BUILDING UP ON SEATTLE, AFTER STOPPING THE STEAMROLLER
by Bhagirath Lal Das*
New Delhi ,15 Dec 99 -- The developing countries were able to stop the steamroller at Seattle and thereby saving themselves from yet another set of iniquitous obligations and unfair WTO processes.
The outcome at Seattle has caught every one by surprise. The smooth way that the will of the major developed countries prevailed in Marrakech (April 1994), Singapore (December 1996) and Geneva (May 1998) had led one to believe that developing countries would once again meekly nod to the proposals of the major developed countries. But this did not happen. The majors did not have their way. Not even the biggest among them, the host country in this case, could impose its will. There is clearly a change. It should be noticed and analyzed.
A real break occurred when the developing countries came out of the spell of the Uruguay Round (UR) and started identifying the deficiencies, imbalances and inequities in the UR agreements. Earlier, during 1993, 1994 and 1995, they had been fed with the prospects of billions of dollars of benefits likely to come out of the UR results. The trade officials of the developing countries had persuaded their governments to perceive these gains and support the results. The trade negotiators of these countries were congratulating themselves on having done such a good turn to their countries.
But no such gain actually accrued.
On the other hand, the developing countries found that their own burden in implementing the UR agreements were very heavy. As a result they stood the risk of either being penalised for non- implementation or exposed as a meek seeker of favour in asking for an extension of time. They were often the targets of taunts of the major developed countries that the obligations once undertaken must be fulfilled.
This insensitive attitude of the major developed countries was matched by their own actions in implementation which were viewed by the developing countries as erroneous at least in spirit if not in the letter of law, and certainly grossly unfair.
Instances of such non-implementation or unfair implementation include: the continuing high domestic and export subsidy as also prohibitive tariffs in agriculture in the major developed countries, practically no liberalisation of trade in textiles and clothing sector in respect of the products under actual or potential restraint, a spate of new restrictions on imports of textiles and clothing products from developing countries, new rules of origin in the textile and clothing sector, a large number of anti-dumping actions against the products of the developing countries, re-introduction of the system of special trade regime (voluntary export restraints and 'grey area' measures), e.g., in the steel sector.

:::::

▸ **Challenges**
**A)** Summarize the piece on the Seattle trade talks in two sentences.
**B)** In the piece on the Seattle trade talks, which sector is given as an example of the re-introduced special trade regime?
**C)** Continue the piece on the Seattle trade talks from the end of its list of unfair implementation instances.
The lines after this text play no part in any of this.

:::::

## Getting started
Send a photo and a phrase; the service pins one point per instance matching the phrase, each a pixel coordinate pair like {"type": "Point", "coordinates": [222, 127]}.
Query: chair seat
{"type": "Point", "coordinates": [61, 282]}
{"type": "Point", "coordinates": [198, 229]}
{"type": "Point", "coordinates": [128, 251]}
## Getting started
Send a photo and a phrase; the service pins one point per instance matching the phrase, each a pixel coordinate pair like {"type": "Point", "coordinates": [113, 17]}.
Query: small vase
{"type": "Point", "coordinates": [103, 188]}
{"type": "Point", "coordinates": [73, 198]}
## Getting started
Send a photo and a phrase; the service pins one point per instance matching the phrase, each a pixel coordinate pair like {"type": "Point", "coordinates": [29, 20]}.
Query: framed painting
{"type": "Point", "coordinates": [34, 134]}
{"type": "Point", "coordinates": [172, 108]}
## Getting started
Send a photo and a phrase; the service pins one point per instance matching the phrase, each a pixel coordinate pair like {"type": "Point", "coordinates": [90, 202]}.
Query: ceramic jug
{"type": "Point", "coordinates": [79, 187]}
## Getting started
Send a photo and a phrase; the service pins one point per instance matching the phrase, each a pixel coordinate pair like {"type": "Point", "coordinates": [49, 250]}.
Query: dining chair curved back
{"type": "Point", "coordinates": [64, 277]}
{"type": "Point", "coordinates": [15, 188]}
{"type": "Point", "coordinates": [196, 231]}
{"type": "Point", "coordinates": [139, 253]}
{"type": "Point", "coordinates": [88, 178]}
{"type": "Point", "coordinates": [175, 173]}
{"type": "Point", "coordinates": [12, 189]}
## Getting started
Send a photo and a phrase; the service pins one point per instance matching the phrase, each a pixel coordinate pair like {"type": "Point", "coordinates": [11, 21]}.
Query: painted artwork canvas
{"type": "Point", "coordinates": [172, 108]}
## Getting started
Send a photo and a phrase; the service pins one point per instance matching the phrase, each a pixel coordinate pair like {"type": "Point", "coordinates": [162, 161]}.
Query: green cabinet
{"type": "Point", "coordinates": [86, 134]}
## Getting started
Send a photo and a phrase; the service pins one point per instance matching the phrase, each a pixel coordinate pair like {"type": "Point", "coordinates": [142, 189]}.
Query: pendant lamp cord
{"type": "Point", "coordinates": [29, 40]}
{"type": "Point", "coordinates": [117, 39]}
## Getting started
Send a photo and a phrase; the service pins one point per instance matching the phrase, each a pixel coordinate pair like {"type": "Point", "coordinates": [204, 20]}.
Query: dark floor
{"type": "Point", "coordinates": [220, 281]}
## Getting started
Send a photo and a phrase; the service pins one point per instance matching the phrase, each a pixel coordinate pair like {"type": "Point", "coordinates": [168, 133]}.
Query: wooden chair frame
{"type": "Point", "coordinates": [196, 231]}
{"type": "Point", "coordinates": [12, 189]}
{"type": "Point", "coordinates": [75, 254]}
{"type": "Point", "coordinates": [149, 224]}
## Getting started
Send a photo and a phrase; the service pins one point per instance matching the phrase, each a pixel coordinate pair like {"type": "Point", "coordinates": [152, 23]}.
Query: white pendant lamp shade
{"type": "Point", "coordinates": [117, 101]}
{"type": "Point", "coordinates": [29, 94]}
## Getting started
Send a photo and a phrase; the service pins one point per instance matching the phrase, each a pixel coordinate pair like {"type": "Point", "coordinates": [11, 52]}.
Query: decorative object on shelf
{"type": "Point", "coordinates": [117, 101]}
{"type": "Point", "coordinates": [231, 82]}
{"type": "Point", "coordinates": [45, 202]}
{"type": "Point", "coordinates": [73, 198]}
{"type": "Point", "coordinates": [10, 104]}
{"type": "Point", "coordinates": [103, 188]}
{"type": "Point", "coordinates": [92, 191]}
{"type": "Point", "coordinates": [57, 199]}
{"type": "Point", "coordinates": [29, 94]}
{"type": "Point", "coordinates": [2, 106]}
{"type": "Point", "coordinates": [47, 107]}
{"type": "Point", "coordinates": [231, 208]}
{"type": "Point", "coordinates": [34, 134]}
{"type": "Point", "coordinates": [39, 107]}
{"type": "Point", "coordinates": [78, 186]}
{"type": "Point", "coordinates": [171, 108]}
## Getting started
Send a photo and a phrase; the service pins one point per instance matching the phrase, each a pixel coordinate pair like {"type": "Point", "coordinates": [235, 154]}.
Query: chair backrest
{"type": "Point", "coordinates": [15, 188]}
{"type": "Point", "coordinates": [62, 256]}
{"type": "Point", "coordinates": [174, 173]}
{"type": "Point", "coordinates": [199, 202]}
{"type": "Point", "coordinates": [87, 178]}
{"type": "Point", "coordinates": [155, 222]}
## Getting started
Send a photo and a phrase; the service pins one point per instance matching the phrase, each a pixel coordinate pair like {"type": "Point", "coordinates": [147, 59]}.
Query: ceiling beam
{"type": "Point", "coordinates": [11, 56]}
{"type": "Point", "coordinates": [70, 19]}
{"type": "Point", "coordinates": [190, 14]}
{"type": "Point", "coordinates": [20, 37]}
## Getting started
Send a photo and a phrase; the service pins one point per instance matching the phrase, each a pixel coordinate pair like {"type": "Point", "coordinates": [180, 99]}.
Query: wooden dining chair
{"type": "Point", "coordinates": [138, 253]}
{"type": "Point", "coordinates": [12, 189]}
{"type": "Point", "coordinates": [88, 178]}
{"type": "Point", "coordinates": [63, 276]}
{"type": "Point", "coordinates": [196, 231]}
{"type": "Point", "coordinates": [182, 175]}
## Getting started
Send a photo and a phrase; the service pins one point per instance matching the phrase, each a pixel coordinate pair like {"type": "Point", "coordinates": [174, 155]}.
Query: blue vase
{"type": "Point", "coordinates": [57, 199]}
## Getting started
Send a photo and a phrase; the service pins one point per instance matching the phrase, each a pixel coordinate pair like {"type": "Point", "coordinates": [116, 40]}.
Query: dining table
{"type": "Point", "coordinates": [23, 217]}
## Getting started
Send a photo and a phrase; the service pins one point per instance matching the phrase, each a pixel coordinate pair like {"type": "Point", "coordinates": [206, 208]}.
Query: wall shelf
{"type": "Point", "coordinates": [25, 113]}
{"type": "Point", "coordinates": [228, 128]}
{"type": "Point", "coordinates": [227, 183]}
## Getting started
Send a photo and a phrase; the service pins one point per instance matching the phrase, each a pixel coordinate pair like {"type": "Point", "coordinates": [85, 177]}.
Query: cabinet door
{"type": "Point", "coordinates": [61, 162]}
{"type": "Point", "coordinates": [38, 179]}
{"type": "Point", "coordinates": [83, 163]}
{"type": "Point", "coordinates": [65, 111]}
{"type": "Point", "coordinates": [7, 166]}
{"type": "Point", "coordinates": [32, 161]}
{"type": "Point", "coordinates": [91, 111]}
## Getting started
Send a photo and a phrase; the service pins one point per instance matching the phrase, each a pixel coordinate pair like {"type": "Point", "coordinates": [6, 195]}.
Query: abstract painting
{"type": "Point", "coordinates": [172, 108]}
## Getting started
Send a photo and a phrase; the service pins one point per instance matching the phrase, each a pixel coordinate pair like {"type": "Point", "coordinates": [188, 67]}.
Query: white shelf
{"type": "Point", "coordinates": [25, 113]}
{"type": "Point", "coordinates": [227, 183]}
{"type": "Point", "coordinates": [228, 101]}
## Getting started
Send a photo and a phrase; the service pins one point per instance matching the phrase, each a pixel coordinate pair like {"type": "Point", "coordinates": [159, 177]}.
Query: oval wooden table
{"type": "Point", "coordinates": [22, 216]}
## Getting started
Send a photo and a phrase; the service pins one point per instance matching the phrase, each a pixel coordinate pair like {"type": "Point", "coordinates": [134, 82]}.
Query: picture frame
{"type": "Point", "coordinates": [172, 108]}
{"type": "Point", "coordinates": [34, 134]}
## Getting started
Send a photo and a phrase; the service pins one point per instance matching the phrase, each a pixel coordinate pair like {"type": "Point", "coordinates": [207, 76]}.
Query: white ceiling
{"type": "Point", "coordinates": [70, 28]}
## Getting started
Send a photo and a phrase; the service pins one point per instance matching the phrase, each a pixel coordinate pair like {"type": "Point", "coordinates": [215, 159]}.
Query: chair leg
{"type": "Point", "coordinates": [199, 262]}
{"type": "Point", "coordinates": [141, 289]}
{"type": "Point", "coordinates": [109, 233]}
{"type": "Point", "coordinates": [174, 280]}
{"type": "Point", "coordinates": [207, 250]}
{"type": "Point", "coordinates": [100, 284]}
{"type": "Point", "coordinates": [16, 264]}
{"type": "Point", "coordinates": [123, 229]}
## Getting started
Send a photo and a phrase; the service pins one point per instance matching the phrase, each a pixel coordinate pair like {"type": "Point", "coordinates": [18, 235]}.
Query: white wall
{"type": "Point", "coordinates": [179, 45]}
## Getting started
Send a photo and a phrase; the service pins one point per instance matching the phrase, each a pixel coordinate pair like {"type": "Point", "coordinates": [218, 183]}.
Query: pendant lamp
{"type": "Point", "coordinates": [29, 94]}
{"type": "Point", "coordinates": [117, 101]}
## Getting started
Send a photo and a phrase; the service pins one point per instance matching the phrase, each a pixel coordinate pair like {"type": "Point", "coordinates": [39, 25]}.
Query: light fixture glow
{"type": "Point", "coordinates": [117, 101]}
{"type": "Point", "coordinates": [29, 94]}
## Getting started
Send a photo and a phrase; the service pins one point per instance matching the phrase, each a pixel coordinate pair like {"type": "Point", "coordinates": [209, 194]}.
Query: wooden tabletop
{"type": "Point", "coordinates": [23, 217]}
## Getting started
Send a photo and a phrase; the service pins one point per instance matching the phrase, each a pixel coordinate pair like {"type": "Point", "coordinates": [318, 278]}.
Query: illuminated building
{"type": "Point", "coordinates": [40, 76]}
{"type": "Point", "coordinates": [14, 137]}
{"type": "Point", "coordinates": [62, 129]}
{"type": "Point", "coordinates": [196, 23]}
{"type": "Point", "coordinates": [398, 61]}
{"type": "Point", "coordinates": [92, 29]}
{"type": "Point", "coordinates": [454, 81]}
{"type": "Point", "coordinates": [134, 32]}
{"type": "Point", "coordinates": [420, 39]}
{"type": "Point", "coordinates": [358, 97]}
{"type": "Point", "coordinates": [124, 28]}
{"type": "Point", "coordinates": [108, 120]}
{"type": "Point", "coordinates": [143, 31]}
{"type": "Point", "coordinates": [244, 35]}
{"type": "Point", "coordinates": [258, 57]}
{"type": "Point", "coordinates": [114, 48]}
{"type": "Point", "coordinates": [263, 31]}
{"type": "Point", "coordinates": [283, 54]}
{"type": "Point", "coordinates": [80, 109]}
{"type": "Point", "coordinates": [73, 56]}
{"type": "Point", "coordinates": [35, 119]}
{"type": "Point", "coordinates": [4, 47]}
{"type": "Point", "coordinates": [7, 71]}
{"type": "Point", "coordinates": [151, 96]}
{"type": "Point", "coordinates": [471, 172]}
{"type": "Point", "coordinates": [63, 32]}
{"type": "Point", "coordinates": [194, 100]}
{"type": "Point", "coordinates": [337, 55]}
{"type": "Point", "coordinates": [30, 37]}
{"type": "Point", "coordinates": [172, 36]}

:::::

▸ **Answers per task**
**A)** At Seattle, developing countries stopped the major developed countries from imposing their will, breaking with the pattern seen at Marrakech, Singapore and Geneva. The shift came as they saw that the promised gains from the Uruguay Round never arrived, while their own implementation burden was heavy and the developed countries' implementation in areas such as agriculture, textiles and anti-dumping struck them as grossly unfair.

**B)** The steel sector.

**C)**
The dispute settlement process, a much publicised benefit of the Uruguay Round, though providing relief to the developing countries in some cases, proved to be less attractive because of the high cost involved.
It also became harmful in some ways as the panels and the Appellate Body went about engaging in substantive interpretations resulting in added obligations and reduced rights of the developing countries. The disputes between the US and the EC on banana and beef also gave developing countries a clear impression that on real sensitive issues they would not be able to enforce the findings of the panels/Appellate Body. The last resort in getting relief would be retaliation which was neither practical nor feasible.
They also noticed that the threat of unilateral action by the US had not been eliminated by the WTO agreements, as the relevant provision continued in the US law.
Simultaneously, they also perceived the dangers of the new issues, viz. Investment, Competition Policy, Transparency in Government Procurement and Trade Facilitation. The subject of labour standards championed by the major developed countries at Singapore was always lurking on the side.
The developing countries saw through the objective behind all these proposals which was to ensure full freedom of action for the transnational firms of the developed countries in the developing countries and expansion of market access of the developed countries in the developing countries. There was naturally a large-scale opposition of the developing countries to all these proposals.
While the developing countries were struggling with all these frustrating experiences in the implementation of the WTO agreements and fighting against the new issues, they gradually started noticing that several important agreements were full of deficiencies, imbalances and inequities. They rightly thought that the priority of action in the WTO should be to remove them and improve the agreements. Identification of these problems led them to work out appropriate solutions. Many of them submitted their own proposals containing some solutions under the general heading of implementation of the agreements.
The twin approach of putting in their own proposals and stiff opposition to the proposals of the major developed countries brought a lot of credibility to the developing countries, as they were no more seen as merely saying "no" to the proposals of others. Also, their insistence that the implementation issues, including improvement of the existing agreements, should have absolute priority over consideration of any new issues in the WTO was logically and morally forceful.
A particularly significant trend was that a group of the developing countries gradually came together on all these issues. The group came to be known later as the Like Minded Group (LMG). They started meeting regularly and had a common approach on almost all the current issues. They prepared together and shared their knowledge and information among themselves. This helped them to prepare well. Their frequent meetings and discussions ensured a good degree of transparency among them. They also kept their windows open to other developing countries, and in that sense they were not an exclusive group. They functioned with technical efficiency and political cohesion on the WTO issues, even though some of them would differ on other political matters.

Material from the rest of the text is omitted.